DOCUMENT TEXT.
Scraping WebMD Vitamin Supplements
The blog post describes a Web Scraping workflow and an R Shiny Application.
MOTIVATION: Webmd.com hosts useful information regarding medical drugs, supplements, pathological conditions, inter alia, aimed at improving public health and awareness. In this blog post I'll discuss and present a simple application that is aimed at providing a consumer with necessary and useful information regarding a specific Vitamin Supplement and/or a pathological condition of interest. Webmd.com hosts much structured data from user/consumer feedback. However, owing to the sheer volume of such vital consumer feedback potential new consumers end up scrolling several of these web pages to be able to make a personal decision about the product which is a time consuming activity. In order to make the search process more easy and convenient for the consumer, I've collected the data from Webmd.com to better summarize the data to help a consumer make better decisions regarding a specific Vitamin Supplement or a pathological condition of interest.

WORK INSTRUCTIONS.
In the blog post on scraping WebMD, what subjects of the medical information hosted by Webmd.com are named in the first sentence of the motivation? The entries have no connection to the blog post.

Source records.

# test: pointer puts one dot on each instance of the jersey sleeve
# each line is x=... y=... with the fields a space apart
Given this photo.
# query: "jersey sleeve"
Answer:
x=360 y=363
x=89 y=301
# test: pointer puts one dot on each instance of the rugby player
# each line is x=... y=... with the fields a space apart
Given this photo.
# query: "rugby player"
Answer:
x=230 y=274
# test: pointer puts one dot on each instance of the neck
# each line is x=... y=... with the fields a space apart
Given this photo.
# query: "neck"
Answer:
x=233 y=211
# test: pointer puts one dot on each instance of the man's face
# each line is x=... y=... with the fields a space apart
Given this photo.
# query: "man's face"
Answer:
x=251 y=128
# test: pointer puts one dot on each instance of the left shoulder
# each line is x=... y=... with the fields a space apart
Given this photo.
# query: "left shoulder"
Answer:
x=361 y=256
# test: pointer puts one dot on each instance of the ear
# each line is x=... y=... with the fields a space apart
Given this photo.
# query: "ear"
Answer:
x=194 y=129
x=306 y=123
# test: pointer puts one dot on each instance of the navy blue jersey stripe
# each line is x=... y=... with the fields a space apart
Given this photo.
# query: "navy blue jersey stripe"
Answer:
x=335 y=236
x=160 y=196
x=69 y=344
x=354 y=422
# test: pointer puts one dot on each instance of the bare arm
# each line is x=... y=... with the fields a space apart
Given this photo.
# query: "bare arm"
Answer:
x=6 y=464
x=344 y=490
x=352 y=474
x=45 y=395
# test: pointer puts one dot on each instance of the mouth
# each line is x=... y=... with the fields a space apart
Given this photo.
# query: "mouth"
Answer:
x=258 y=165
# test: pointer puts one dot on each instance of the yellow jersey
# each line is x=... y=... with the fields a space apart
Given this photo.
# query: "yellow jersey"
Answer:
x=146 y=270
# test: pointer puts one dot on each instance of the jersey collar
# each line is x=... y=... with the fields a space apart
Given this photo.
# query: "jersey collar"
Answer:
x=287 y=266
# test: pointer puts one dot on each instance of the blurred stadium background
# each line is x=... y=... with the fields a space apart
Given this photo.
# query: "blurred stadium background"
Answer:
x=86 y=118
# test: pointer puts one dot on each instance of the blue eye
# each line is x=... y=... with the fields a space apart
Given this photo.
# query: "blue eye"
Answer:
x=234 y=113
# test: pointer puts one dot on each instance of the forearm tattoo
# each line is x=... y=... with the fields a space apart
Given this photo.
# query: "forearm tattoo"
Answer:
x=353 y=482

SOLUTION BELOW.
Medical drugs, supplements, and pathological conditions.